### Selection
**********
Starting from the root node each next row has double the nodes than the previous row has, so by answering how often can we double the number of nodes until we don't have any nodes left we get the height of the tree. Or in mathematical terms the height of the tree is log2(n), n being the length of the array.

To calculate the nodes in one row we start from the back, we know n/2 nodes are at the bottom, so by dividing by 2 we get the previous row and so on.

Based on this we get this formula for the Siftdown approach: (0 * n/2) + (1 * n/4) + (2 * n/8) + ... + (log2(n) * 1)

The term in the last paranthesis is the height of the tree multiplied by the one node that is at the root, the term in the first paranthesis are all the nodes in the bottom row multiplied by the length they can travel,0. Same formula in smart:

Bringing the n back in we have 2 * n, 2 can be discarded because its a constant and tada we have the worst case runtime of the Siftdown approach: n.

I really like explanation by Jeremy west.... another approach which is really easy for understanding is given here http://courses.washington.edu/css343/zander/NotesProbs/heapcomplexity

since, buildheap depends using depends on heapify and shiftdown approach is used which depends upon sum of the heights of all nodes. So, to find the sum of height of nodes which is given by S = summation from i = 0 to i = h of (2^i*(h-i)), where h = logn is height of the tree solving s, we get s = 2^(h+1) - 1 - (h+1) since, n = 2^(h+1) - 1 s = n - h - 1 = n- logn - 1 s = O(n), and so complexity of buildheap is O(n).
**********
### Information shown
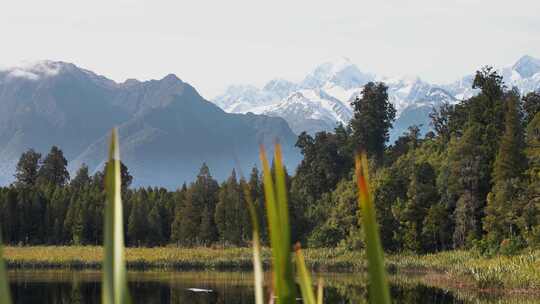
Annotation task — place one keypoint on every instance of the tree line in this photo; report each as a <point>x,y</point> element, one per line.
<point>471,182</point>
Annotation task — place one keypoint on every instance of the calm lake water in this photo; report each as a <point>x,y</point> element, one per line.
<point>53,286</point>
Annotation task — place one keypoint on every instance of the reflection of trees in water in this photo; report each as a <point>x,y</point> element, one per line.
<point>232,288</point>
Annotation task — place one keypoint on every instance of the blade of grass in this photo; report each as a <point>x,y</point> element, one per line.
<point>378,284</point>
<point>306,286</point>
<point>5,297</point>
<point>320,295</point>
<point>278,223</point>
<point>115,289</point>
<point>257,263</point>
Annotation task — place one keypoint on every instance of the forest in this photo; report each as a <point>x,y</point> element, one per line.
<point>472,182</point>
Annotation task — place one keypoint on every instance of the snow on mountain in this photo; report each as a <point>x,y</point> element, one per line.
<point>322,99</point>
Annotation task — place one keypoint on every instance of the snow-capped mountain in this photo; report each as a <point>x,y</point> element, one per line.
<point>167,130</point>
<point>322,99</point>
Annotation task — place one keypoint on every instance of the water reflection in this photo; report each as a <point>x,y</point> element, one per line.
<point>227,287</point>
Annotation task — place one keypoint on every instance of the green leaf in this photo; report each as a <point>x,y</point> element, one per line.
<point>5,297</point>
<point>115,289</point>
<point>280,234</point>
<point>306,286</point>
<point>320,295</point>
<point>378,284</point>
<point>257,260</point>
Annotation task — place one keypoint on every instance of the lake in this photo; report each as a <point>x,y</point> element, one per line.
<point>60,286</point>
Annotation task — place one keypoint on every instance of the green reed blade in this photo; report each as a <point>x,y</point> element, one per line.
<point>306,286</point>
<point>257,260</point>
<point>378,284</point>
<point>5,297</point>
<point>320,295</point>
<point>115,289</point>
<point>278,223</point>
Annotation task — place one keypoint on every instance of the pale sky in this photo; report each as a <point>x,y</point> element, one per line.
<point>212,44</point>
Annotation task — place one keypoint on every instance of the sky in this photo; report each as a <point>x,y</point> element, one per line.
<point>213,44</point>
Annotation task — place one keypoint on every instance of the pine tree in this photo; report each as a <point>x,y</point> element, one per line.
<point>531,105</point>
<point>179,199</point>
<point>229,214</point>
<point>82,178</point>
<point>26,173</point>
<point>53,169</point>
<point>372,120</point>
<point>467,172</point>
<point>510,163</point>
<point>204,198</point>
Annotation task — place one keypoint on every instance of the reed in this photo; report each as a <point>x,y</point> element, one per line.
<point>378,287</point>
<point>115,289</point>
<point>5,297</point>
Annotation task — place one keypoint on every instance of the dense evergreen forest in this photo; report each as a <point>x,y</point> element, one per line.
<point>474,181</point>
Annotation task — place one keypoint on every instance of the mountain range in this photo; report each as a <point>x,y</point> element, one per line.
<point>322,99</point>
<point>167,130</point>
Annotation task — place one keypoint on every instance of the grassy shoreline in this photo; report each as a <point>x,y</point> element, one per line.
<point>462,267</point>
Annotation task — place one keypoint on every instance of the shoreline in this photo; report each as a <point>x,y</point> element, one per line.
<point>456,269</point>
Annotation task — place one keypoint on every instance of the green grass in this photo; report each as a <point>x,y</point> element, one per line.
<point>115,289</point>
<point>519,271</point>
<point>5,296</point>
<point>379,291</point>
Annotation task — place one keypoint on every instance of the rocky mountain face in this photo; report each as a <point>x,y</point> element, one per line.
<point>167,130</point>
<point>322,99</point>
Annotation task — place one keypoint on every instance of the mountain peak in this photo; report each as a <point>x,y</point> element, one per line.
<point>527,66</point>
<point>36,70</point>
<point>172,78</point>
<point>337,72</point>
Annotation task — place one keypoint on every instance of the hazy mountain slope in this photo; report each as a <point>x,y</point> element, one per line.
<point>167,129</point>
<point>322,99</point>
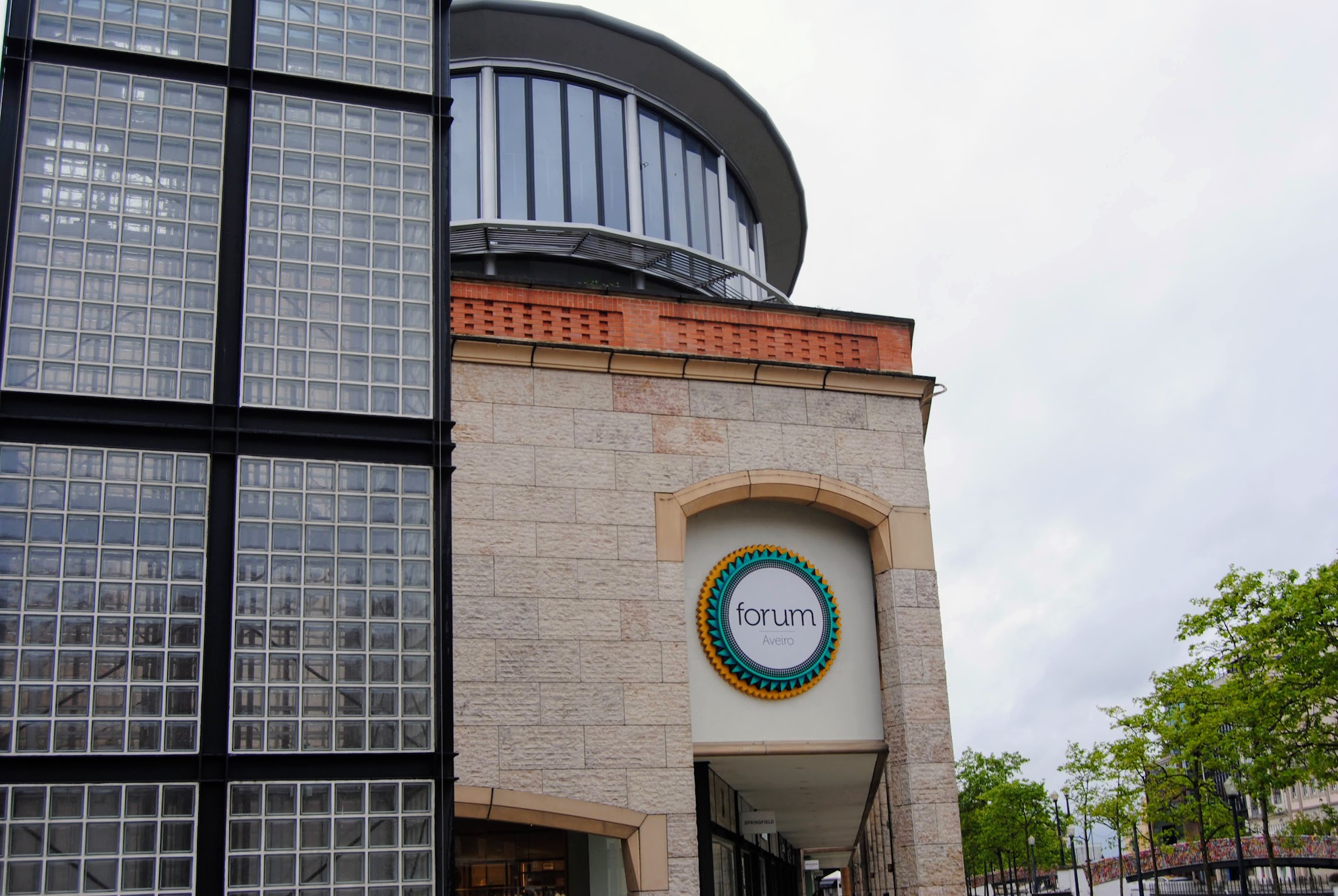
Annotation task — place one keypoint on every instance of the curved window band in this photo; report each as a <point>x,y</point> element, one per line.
**********
### List of tasks
(1) In the text on heap-building complexity, what worst-case runtime is given for the Siftdown approach?
(2) Sum up the text on heap-building complexity in two sentences.

### In response
(1) n

(2) Because each row of the tree has double the nodes of the row above, the tree's height is log2(n), and the Siftdown cost is found by multiplying each row's node count by the distance its nodes can travel and adding the results. This works out to a worst-case runtime of n, and a second explanation, based on the sum of the heights of all nodes, also concludes that building the heap is O(n).